Abaküs Yazılım
3. Hukuk Dairesi
Esas No: 2022/4398
Karar No: 2022/5939
Karar Tarihi: 20.06.2022

Yargıtay 3. Hukuk Dairesi 2022/4398 Esas 2022/5939 Karar Sayılı İlamı

3. Hukuk Dairesi         2022/4398 E.  ,  2022/5939 K.

    "İçtihat Metni"

    MAHKEMESİ :TÜKETİCİ MAHKEMESİ
    VEK. AV. ..........


    Taraflar arasındaki hakem heyetine itiraz davasının mahkemece yapılan yargılaması neticesinde davanın reddine dair kesin olarak verilen hükmün Adalet Bakanlığınca kanun yararına bozulması istenilmekle; temyiz dilekçesinin kabulüne karar verildikten sonra, dosya içerisindeki kağıtlar okunup gereği düşünüldü:

    Y A R G I T A Y K A R A R I


    Davacı, davalının Çukurova İlçe Tüketici Hakem Heyeti’ne başvurduğunu, talebinin kabulüne karar verildiğini, ancak Şişli ... ve ... Okulu’nun ... Bakanlığına bağlı olduğunu, davaya taraf ehliyeti bulunmadığını, Tüketici Hakem Heyeti'nin vermiş olduğu kararın dava husumeti yokluğundan iptaline karar verilmesi gerektiğini belirterek Çukurova İlçe Tüketici Hakem Heyeti'nin 087320210001089 numaralı kararın iptaline karar verilmesini talep etmiştir.
    Davalı, tüketici hakem heyeti kararının yerinde olduğundan bahisle davanın reddini dilemiştir.

İstenen İşlem |
Yukarıdaki, tüketici hakem heyeti kararına itiraz davasına ilişkin Yargıtay ilamını son cümlesinden sonrasını yazarak sürdürün.

Veri Kayıtları |
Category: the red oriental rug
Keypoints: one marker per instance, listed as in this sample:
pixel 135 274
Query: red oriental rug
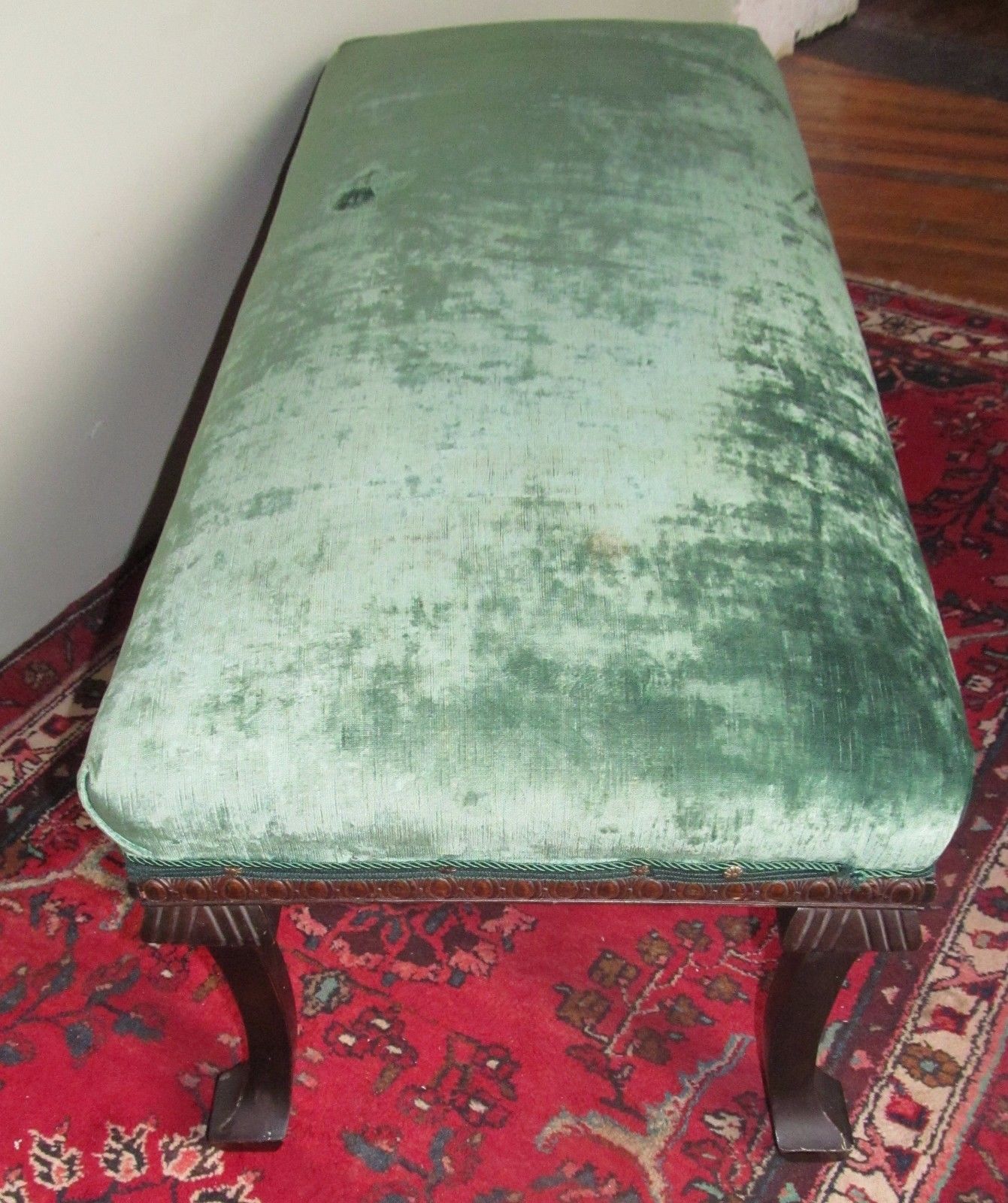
pixel 507 1054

Görev Yanıtı |
    Mahkemece, davacı vekili tarafından Şişli ... ve ... Okulu Müdürlüğünün taraf sıfatı olmadığından bahisle hakem heyeti kararının iptalinin talep edildiği, tarafların husumetinin varlığı ya da yokluğu konusunda gerekli uzmanlığı olmadığı anlaşılan hakem heyetinin bu durum için karar verememesinin usuli bir eksiklik olduğu, tüzel kişiliği olmasa dahi ... Bakanlığına izafeten davada temsil hakkının olduğu ve avukatla temsil edildiği, davalı tüketicinin rezervasyon tarihinden çok önce iptal ettiği ve karşılığını almadığı konaklama hizmeti için ödediği ücreti davalıdan alma hakkı olduğu gerekçesiyle davanın reddine, Çukurova Kaymakamlığı İlçe Tüketici Hakem Heyeti Başkanlığı'nın 06/04/2021 tarihli 087320210001089 sayılı kararının onanmasına, karar verilmiştir.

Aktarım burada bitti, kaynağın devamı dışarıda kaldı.